▶ **YOUR GOAL**
All lines after the one containing "Phrase: lake water" are needed, along with that line itself. Please repeat them exactly through the end of the entries.

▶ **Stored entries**
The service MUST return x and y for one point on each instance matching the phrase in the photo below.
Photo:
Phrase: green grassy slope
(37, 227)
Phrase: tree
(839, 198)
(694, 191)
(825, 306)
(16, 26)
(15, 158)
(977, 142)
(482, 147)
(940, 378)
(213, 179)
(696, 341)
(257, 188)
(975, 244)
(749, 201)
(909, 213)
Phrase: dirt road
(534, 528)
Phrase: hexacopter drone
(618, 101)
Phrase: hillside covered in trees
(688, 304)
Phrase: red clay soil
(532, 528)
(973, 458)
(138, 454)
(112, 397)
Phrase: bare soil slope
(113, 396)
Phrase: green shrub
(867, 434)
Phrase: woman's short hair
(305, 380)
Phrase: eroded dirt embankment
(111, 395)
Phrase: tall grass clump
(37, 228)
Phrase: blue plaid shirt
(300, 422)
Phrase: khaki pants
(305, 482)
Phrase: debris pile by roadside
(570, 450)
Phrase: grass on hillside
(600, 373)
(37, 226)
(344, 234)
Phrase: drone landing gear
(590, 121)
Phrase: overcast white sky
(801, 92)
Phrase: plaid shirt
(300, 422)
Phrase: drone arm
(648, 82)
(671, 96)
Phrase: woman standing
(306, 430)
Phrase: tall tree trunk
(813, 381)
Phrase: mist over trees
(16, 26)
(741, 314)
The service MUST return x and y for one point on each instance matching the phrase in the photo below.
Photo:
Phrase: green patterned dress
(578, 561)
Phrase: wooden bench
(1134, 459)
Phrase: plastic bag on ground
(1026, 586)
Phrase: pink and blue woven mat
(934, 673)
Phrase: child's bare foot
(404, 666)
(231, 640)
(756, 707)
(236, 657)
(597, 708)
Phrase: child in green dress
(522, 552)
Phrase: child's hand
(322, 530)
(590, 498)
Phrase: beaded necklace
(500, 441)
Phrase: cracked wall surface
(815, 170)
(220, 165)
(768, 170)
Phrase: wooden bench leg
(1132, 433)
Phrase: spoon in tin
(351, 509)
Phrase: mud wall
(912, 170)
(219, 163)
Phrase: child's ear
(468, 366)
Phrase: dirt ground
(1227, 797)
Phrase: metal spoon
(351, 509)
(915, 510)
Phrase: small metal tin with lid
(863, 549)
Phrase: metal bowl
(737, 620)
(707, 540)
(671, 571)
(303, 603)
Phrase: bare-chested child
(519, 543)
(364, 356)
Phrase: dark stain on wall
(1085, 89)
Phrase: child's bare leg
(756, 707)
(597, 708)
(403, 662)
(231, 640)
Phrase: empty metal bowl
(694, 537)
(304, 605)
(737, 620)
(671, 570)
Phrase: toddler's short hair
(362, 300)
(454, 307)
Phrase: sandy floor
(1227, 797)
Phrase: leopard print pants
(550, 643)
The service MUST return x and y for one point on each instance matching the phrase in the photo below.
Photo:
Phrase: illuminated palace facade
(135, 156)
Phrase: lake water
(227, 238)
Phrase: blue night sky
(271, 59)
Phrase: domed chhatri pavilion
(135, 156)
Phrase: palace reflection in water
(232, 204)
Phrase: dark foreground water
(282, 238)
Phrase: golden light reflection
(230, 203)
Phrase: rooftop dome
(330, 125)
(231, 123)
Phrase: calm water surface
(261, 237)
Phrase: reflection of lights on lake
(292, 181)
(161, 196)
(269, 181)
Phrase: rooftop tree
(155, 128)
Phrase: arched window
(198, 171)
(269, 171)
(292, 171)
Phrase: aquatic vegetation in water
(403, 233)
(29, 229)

▶ **PROBLEM SOLUTION**
Phrase: lake water
(227, 238)
Phrase: blue night sky
(271, 59)
Phrase: domed chhatri pavilion
(135, 156)
Phrase: palace reflection in water
(232, 204)
Phrase: dark foreground water
(282, 238)
Phrase: golden light reflection
(230, 203)
Phrase: rooftop dome
(330, 125)
(231, 123)
Phrase: calm water surface
(261, 237)
Phrase: reflection of lights on lake
(292, 181)
(161, 196)
(269, 181)
Phrase: rooftop tree
(155, 128)
Phrase: arched window
(198, 171)
(269, 171)
(292, 171)
Phrase: aquatic vegetation in water
(403, 233)
(29, 229)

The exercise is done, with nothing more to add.